◆ Task instructions ◆
Copy out each line containing "road" from the entries below.

(Point-per-instance localization data)

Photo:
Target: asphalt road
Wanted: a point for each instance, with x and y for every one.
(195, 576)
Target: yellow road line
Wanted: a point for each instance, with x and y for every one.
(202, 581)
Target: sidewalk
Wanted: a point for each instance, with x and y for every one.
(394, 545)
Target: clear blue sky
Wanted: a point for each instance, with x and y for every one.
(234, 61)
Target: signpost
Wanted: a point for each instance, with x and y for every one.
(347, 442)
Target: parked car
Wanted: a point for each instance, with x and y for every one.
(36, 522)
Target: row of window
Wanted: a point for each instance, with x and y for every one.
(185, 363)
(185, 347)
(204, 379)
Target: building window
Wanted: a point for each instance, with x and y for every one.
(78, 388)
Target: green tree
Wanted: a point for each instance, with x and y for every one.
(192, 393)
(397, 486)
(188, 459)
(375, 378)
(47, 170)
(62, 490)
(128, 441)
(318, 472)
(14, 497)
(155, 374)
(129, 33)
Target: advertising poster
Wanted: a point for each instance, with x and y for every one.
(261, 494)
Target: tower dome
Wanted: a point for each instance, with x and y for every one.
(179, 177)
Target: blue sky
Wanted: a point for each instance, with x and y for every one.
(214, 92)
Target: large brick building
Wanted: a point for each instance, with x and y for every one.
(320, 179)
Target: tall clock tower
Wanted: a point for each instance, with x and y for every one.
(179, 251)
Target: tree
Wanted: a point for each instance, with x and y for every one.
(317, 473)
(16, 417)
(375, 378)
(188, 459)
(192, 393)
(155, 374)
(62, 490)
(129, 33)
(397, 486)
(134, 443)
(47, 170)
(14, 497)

---

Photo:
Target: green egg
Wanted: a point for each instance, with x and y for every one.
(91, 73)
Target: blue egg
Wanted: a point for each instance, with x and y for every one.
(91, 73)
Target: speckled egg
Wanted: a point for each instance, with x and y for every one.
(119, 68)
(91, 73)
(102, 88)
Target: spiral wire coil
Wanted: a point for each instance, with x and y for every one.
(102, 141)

--

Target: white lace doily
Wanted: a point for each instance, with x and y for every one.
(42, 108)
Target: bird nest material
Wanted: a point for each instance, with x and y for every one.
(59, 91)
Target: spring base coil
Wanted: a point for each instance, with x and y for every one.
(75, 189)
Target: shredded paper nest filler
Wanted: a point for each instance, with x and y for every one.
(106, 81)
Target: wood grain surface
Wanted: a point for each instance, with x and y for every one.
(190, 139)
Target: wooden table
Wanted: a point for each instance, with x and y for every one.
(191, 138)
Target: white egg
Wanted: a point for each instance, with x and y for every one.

◆ Written answer ◆
Target: asphalt road
Target: yellow road line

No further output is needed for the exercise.